In the records that follow, the lines from the one containing "phrase -- circular salt pan" to the one containing "phrase -- arid terrain", inclusive, are to be given again exactly.
═══ RECORDS FOR THIS TASK ═══
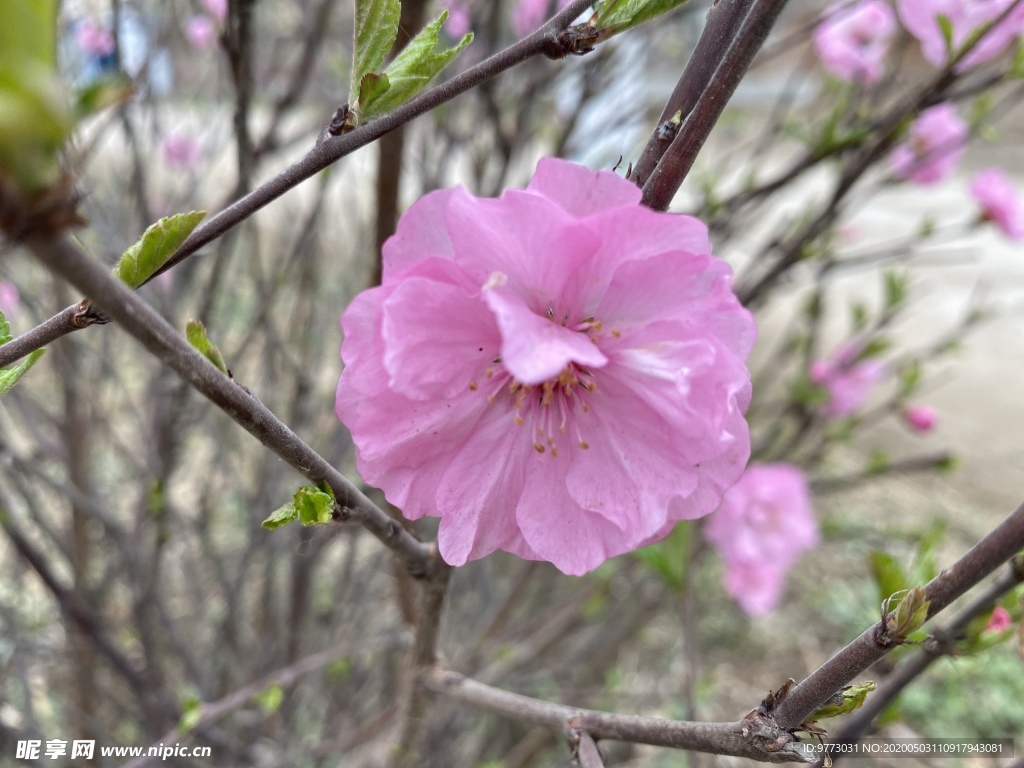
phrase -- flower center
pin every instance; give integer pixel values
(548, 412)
═══
═══ RECORDS FOR THIS TASK ═══
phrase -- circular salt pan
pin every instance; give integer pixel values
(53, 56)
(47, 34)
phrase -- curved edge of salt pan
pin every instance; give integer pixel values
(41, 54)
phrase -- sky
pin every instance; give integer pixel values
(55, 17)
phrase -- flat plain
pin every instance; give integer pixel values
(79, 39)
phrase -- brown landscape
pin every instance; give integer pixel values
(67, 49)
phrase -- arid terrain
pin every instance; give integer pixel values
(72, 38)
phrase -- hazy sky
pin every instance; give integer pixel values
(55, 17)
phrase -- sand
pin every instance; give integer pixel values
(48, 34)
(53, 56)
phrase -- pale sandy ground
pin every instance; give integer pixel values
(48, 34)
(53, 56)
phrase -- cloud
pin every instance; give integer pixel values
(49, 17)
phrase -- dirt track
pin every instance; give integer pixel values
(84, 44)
═══
(ANSWER TO THIS PROBLEM):
phrase -- circular salt pan
pin every instance; give integer pixel values
(53, 56)
(47, 34)
phrase -- curved edge of salt pan
pin every instance; give integer pixel values
(41, 54)
phrase -- sky
pin every instance; give integer pixel values
(55, 17)
phrase -- flat plain
pin every instance; give integer pixel values
(79, 39)
phrase -- brown landscape
pin every instance; give integer pixel values
(67, 49)
phrase -- arid terrain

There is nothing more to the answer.